> SOAL TERTULIS 1
Apa saja nama semua langkah bernomor dalam cuplikan sumber tentang perumusan dan pengujian hipotesis, sesuai urutannya?

> CUPLIKAN SUMBER
>>>

1.      Perumusan masalah;
Yang merupakan pertanyaan mengenai obyek empiris yang jelas batasan-batasannya serta dapat diidentifikasikan faktor-faktor yang terkait didalamnya.
2.      Penyusunan kerangka berpikir dalam pengajuan hipotesis;
Yang merupakan argumentasi yang menjelaskan hubungan yang mungkin terdapat antara berbagai faktor yang saling mengkait dan membentuk konstelasi permasalahan. Kerangka berpikir ini disusun secara rasional berdasarkan premis-premis ilmiah yang telah teruji kebenarannya dengan memperhatikan faktor-faktor empiris yang relevan dengan permasalahan.

3.      Perumusan hipotesis;
Yang merupakan jawaban sementara atau dugaan terhadapa penyataan yang diajukan yang materinya merupakan kesimpulan dari kerangka berpikir yang dikembangkan.
4.      Pengujian hipotesis;
Yang merupakan pengumpulan fakta-fakta yang relevan dengan hipotesis yang diajukan untuk memperlihatkan apakah terdapat fakta-fakta yang mendukung hipotesis tersebut atau tidak.
5.      Penarikan kesimpulan;
Yang merupakan penilaian apakah sebuah hipotesis yang diajukan itu ditolak atau diterima. Sekiranya dalam proses pengujian terdapat fakta yang cukup yang mendukung hipotesis maka hipotesis itu diterima. Sebaliknya, sekiranya dalam proses pengujian tidak terdapat fakta yang cukup mendukung hipotesis, maka hipotesis itu ditolak. Hipotesis yang diterima kemudian dianggap menjadi bagian dari  pengetahuan  ilmiah sebab telah memenuhi persyaratan keilmuan yakni mempunyai kerangka penjelasan yang konsisten dengan  pengetahuan ilmiah sebelumnya serta telah teruji kebenarannya.

<<<

> CUPLIKAN DATA

>>>

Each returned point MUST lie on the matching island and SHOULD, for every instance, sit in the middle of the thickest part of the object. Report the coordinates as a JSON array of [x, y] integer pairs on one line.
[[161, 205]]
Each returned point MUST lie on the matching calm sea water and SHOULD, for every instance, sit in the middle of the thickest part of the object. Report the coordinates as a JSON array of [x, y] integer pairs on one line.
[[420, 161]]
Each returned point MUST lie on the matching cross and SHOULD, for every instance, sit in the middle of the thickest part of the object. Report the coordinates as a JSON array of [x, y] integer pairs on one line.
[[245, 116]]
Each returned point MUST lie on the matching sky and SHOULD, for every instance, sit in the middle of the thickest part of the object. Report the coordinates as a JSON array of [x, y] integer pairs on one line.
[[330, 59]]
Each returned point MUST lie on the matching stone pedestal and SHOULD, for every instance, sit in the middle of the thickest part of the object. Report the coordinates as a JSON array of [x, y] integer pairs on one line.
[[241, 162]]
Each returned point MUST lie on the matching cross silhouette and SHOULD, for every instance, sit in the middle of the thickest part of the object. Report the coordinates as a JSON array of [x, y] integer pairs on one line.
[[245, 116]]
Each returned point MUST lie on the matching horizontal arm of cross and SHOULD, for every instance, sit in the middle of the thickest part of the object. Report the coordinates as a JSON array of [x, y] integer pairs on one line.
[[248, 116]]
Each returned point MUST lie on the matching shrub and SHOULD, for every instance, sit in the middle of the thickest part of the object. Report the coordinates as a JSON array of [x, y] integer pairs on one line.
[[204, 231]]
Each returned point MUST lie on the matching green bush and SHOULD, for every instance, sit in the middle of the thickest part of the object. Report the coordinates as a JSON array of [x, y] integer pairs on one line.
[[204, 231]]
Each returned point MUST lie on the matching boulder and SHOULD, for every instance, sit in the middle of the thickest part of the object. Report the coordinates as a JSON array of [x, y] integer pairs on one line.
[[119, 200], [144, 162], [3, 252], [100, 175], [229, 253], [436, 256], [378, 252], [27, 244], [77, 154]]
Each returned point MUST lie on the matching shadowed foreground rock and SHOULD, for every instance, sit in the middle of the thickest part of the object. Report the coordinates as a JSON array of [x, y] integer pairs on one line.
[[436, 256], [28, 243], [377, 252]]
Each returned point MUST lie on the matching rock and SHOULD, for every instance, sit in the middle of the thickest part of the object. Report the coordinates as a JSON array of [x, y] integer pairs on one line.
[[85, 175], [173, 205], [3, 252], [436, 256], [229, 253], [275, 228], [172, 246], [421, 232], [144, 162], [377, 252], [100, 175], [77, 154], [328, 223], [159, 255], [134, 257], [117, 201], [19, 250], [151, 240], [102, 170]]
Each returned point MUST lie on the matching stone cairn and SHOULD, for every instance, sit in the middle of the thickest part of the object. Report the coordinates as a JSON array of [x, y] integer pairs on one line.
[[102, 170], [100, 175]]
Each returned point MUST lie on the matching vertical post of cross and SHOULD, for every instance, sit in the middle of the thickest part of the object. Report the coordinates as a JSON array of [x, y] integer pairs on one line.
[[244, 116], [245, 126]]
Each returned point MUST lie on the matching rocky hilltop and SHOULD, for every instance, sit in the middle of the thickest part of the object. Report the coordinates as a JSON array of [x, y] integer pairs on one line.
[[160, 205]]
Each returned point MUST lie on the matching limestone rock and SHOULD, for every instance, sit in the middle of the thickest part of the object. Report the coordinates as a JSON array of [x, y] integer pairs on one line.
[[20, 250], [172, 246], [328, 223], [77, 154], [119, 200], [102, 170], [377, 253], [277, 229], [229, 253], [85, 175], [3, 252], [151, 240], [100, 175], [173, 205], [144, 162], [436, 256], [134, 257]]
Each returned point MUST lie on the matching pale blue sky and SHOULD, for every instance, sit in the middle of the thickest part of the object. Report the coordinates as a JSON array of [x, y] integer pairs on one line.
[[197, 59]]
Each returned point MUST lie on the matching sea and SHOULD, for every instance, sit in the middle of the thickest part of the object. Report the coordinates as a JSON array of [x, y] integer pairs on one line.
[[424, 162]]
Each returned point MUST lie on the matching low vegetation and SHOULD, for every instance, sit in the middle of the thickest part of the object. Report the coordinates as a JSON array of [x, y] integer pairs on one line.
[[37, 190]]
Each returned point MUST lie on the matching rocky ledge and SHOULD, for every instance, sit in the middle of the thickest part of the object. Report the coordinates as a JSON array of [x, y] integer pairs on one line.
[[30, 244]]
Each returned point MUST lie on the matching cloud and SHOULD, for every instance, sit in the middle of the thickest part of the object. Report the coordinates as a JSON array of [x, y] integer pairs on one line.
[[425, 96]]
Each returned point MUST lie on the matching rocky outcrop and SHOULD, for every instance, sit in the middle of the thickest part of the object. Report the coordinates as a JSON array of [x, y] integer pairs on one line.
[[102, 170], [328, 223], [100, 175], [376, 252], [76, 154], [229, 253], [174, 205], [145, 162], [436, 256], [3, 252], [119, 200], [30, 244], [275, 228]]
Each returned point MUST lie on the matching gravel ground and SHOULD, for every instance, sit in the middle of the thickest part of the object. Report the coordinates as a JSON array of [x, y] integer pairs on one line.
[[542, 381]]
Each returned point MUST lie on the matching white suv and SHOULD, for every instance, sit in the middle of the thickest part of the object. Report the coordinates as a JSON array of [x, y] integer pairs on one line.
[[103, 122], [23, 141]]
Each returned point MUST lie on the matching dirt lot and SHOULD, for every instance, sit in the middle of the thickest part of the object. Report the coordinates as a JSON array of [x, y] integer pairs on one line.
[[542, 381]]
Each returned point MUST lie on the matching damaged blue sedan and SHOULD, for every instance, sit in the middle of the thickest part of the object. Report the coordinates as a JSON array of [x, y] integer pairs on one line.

<<<

> SOAL TERTULIS 2
Bisakah baris-baris dalam daftar itu disajikan ulang sebagai tabel Markdown berkolom No dan Baris, dimulai dari baris yang memuat "Each returned point MUST lie on the matching white" dan berlanjut hingga baris yang memuat "[[103, 122], [23, 141]]"? Baris kosong tidak dimasukkan.

> JAWABAN BENAR 1
1. Perumusan masalah
2. Penyusunan kerangka berpikir dalam pengajuan hipotesis
3. Perumusan hipotesis
4. Pengujian hipotesis
5. Penarikan kesimpulan

> JAWABAN BENAR 2
| No | Baris |
|---|---|
| 1 | Each returned point MUST lie on the matching white suv and SHOULD, for every instance, sit in the middle of the thickest part of the object. Report the coordinates as a JSON array of [x, y] integer pairs on one line. |
| 2 | [[103, 122], [23, 141]] |